Required work: From the line containing "Target: dark mound" down to the line containing "Where can the dark cloud" in the records below, reproduce every line exactly, ends included, and omit all others.
━━━━━━━━━━
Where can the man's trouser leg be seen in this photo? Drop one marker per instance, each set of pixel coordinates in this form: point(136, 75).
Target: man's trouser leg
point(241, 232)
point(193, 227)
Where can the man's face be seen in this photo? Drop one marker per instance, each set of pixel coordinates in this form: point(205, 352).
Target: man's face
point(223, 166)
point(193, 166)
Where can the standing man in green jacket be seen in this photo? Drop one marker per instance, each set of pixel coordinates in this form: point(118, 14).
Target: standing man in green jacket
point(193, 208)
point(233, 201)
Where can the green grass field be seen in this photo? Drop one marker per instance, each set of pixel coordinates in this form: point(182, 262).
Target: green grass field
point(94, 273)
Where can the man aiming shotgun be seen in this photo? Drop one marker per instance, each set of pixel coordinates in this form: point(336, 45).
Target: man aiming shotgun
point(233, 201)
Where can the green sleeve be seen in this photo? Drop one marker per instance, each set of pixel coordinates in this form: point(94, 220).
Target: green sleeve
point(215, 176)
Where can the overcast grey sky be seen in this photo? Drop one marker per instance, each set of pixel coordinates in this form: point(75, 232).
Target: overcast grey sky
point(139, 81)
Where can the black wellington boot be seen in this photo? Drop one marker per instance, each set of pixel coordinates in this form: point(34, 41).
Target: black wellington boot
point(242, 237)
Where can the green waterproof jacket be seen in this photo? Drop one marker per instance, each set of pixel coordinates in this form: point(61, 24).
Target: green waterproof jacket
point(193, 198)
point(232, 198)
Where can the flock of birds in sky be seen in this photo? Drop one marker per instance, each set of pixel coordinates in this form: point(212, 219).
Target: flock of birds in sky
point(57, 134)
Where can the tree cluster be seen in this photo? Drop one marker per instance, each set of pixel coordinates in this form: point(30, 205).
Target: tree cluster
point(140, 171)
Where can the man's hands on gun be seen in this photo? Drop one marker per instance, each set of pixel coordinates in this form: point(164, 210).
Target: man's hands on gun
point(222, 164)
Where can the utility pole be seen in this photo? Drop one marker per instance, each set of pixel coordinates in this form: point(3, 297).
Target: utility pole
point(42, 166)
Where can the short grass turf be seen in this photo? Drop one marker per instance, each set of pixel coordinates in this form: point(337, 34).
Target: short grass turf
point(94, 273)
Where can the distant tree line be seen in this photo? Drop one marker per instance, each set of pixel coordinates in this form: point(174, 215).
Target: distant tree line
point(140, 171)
━━━━━━━━━━
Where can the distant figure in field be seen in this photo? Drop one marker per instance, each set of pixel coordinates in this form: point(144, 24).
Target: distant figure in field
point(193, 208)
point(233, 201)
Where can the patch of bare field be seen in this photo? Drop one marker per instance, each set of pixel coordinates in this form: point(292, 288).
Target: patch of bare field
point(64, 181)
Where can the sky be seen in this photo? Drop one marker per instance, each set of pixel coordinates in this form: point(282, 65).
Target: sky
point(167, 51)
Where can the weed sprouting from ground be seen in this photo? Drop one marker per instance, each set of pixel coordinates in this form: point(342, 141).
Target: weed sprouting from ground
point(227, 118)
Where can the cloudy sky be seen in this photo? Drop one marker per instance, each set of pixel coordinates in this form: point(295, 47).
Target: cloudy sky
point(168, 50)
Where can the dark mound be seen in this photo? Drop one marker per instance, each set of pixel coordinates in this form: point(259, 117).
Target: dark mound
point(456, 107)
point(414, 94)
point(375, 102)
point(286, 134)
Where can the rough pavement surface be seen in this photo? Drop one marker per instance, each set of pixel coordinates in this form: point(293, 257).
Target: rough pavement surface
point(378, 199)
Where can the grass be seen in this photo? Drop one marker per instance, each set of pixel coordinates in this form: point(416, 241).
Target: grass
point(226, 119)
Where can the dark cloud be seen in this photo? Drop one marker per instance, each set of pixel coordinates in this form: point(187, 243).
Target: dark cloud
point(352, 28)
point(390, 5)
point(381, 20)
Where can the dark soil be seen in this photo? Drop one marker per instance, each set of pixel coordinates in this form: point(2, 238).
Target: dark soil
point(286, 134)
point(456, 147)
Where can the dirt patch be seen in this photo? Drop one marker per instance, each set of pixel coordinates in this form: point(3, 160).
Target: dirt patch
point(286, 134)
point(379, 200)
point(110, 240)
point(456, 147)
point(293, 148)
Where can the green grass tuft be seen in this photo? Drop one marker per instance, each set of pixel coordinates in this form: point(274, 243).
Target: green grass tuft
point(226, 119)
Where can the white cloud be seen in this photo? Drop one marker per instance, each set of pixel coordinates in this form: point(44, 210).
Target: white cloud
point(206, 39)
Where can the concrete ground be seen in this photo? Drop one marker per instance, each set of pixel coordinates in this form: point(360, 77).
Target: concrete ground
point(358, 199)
━━━━━━━━━━
Solution to this task:
Target: dark mound
point(456, 107)
point(414, 94)
point(375, 102)
point(286, 134)
Where can the rough pavement surface be seen in this photo? Drop one marker per instance, each set of pixel coordinates in this form: point(293, 257).
Target: rough pavement surface
point(378, 199)
Where can the grass be seen in this photo? Drop one marker per instance, each set of pixel coordinates in this form: point(416, 241).
Target: grass
point(226, 119)
Where can the dark cloud be seen in this photo? Drop one marker per instance, each set of pixel coordinates in this form: point(187, 243).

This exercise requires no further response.